Directions for this task »
In the records below, find the line containing "Exercise. Point out each instance of the red"; give it again exactly, along with every line that follows, and nothing else.

==*==

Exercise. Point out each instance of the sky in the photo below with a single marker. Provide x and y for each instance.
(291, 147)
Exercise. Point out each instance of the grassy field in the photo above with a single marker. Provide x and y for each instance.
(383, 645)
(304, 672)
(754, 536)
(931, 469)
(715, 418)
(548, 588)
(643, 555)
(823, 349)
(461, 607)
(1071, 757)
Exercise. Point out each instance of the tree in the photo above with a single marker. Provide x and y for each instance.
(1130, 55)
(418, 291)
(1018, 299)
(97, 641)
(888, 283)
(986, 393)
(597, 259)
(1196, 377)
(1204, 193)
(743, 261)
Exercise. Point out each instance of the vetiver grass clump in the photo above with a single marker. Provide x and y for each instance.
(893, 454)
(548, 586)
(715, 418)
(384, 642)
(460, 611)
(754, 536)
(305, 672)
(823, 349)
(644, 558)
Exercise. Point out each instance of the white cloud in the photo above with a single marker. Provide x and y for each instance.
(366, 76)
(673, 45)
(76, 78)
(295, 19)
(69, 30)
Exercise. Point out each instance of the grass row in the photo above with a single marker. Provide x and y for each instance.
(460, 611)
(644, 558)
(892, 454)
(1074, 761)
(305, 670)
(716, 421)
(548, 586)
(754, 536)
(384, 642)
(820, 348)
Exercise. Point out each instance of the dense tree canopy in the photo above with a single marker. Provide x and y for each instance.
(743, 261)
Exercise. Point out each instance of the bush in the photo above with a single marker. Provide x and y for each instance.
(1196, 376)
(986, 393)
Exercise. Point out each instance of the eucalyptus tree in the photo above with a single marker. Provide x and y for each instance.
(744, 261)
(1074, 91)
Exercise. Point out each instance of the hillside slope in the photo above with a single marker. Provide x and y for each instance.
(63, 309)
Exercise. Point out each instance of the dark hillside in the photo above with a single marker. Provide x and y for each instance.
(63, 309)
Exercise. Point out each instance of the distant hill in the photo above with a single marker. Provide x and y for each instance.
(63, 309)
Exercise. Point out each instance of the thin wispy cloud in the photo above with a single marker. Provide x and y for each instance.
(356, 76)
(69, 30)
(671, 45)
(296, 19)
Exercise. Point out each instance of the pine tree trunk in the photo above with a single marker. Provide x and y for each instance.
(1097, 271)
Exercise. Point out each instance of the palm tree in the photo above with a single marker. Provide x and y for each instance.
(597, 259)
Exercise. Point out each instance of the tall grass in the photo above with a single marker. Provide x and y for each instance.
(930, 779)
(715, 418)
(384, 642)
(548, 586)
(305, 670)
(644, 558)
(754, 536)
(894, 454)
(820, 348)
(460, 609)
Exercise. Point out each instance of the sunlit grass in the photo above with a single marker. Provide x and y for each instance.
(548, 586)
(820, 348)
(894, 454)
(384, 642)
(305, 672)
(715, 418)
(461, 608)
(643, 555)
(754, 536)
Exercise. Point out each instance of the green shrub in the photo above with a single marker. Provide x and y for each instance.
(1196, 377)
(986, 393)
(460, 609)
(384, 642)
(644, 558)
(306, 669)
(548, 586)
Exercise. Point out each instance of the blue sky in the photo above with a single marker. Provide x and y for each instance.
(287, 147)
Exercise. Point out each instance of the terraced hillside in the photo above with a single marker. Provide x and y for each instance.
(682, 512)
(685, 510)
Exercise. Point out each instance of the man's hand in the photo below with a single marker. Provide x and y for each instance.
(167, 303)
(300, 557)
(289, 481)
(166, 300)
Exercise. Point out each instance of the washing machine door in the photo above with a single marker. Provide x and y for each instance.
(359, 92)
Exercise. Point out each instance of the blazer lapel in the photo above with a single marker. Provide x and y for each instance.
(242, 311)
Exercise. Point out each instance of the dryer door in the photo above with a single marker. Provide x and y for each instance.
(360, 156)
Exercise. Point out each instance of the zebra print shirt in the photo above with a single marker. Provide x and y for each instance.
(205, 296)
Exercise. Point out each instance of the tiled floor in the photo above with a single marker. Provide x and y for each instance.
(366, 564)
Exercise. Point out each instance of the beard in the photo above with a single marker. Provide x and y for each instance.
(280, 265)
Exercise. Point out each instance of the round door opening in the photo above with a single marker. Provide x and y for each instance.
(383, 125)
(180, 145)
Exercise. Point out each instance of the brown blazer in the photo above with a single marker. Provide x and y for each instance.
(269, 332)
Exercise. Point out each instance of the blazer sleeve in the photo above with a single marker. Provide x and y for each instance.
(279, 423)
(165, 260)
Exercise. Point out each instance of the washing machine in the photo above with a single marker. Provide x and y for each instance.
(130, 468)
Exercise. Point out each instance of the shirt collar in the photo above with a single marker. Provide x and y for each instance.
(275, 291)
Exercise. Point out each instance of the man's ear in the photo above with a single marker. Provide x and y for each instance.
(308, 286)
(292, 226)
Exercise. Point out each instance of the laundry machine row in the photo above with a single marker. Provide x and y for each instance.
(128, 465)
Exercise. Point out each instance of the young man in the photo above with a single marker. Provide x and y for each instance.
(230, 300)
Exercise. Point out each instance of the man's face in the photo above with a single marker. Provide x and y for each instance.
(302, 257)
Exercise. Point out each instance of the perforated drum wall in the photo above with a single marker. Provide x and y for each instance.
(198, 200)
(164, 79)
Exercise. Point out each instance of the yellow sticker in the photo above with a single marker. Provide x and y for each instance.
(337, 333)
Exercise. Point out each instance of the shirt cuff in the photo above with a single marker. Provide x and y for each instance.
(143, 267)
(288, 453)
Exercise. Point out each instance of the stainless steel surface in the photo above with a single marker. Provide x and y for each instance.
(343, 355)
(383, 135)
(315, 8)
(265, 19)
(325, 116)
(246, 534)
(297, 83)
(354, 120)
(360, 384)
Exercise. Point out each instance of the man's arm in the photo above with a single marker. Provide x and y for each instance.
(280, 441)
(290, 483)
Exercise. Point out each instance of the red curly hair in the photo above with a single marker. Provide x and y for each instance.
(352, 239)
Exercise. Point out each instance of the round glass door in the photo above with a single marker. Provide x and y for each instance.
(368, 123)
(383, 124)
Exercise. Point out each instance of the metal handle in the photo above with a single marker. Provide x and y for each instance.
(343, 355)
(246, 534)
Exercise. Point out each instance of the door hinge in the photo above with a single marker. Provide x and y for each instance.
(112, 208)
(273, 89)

==*==

Written solution »
Exercise. Point out each instance of the red curly hair in the photo above with a single marker. Provide x and y for each instance.
(352, 239)
Exercise. Point out each instance of the round glass door in the photo above with a single marker. Provide x and y for each instance.
(368, 123)
(383, 124)
Exercise. Point out each instance of the metal handle in the photo above with a single marker. Provide x and y for each instance.
(343, 355)
(246, 534)
Exercise. Point out each instance of the door hinge in the photo above with a single marker. Provide x and y for each instance.
(112, 208)
(273, 89)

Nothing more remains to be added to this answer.